Task instructions:
(1) Please translate this sentence from the opinion piece on child care ratings into Spanish: "Wisconsin should adopt a rating system for the more than 11,000 child-care programs across the state."
(2) In the opinion piece on child care ratings, who has repeatedly sought a rating system for Wisconsin?
(3) Transcribe the opinion piece on child care ratings starting at "That has to" and ending at "harness market forces.".

┌─ Passage

From Early Childhood Focus

Opinion: State Needs Child Care Ratings

Posted in: Quality, Wisconsin
By Sheila Holland
February 20, 2008

Wisconsin is one of the worst states in the nation at tracking and deterring problems with child-care centers.

That has to change.


And one of the easiest yet most effective things Wisconsin can do to improve its child-care system won't cost a lot of money.


Wisconsin should adopt a rating system for the more than 11,000 child-care programs across the state.

Gov. Jim Doyle has repeatedly sought a rating system to help working parents gauge the quality of care that their children are receiving. Ratings would encourage all centers to improve -- especially if the ratings are linked to financial incentives that would harness market forces.


Unfortunately, Democrats who control the state Senate and Republicans who run the Assembly objected to Doyle 's sensible proposal, taking it out of the budget. They claim Wisconsin can 't afford a rating system or that such a system would hurt child-care centers in rural areas.


Both claims are wrong.

└─
┌─ Data extract

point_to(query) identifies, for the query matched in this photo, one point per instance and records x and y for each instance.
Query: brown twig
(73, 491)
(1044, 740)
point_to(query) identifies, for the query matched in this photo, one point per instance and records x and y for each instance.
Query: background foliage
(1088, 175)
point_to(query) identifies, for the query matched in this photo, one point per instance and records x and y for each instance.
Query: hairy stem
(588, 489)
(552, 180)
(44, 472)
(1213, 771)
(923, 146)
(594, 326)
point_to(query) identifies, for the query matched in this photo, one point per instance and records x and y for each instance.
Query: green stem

└─
┌─ Data extract

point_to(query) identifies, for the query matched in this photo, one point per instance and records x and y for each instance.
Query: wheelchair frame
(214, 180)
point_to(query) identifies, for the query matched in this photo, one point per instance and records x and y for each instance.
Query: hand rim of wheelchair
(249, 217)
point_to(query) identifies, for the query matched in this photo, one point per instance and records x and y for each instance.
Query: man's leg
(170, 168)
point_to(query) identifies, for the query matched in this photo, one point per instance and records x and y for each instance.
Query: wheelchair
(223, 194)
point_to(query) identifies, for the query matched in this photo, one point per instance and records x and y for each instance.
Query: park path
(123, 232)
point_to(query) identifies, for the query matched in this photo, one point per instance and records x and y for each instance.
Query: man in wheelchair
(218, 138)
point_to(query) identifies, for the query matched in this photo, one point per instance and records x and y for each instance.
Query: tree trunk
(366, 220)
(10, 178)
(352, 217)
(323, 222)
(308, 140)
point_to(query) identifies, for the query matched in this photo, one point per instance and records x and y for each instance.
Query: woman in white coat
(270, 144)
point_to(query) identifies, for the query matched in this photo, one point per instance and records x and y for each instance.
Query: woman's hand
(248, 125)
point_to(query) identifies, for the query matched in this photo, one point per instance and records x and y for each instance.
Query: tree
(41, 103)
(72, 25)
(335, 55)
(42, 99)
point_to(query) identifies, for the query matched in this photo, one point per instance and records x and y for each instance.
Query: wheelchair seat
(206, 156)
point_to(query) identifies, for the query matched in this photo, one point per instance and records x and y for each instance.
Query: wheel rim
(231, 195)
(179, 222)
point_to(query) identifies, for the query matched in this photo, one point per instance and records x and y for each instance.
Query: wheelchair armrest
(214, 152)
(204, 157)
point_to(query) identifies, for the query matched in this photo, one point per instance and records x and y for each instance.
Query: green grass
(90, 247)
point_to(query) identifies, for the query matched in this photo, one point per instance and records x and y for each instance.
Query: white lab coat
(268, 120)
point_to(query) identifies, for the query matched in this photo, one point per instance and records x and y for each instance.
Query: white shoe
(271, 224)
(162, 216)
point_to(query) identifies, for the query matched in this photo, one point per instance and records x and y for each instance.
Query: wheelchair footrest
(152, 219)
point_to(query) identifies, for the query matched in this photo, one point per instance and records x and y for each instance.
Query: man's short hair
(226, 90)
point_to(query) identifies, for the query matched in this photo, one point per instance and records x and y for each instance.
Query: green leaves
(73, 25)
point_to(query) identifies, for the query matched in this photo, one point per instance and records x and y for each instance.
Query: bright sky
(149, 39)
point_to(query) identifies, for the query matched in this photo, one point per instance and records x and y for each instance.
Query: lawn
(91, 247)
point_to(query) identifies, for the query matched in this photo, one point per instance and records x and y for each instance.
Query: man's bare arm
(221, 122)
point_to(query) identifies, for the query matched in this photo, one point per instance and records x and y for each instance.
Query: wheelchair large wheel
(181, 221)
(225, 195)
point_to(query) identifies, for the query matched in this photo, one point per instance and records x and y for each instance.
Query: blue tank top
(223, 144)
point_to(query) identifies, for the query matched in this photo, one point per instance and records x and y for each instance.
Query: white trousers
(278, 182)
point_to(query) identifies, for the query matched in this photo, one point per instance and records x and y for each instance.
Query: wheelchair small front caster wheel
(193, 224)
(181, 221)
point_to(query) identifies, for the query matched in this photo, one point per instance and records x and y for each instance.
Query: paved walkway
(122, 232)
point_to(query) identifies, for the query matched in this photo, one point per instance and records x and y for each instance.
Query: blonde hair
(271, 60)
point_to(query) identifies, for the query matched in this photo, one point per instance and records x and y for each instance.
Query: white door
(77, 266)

└─

Answers to the problems:
(1) Wisconsin debería adoptar un sistema de calificación para los más de 11.000 programas de cuidado infantil de todo el estado.

(2) Gov. Jim Doyle

(3)
That has to change.


And one of the easiest yet most effective things Wisconsin can do to improve its child-care system won't cost a lot of money.


Wisconsin should adopt a rating system for the more than 11,000 child-care programs across the state.

Gov. Jim Doyle has repeatedly sought a rating system to help working parents gauge the quality of care that their children are receiving. Ratings would encourage all centers to improve -- especially if the ratings are linked to financial incentives that would harness market forces.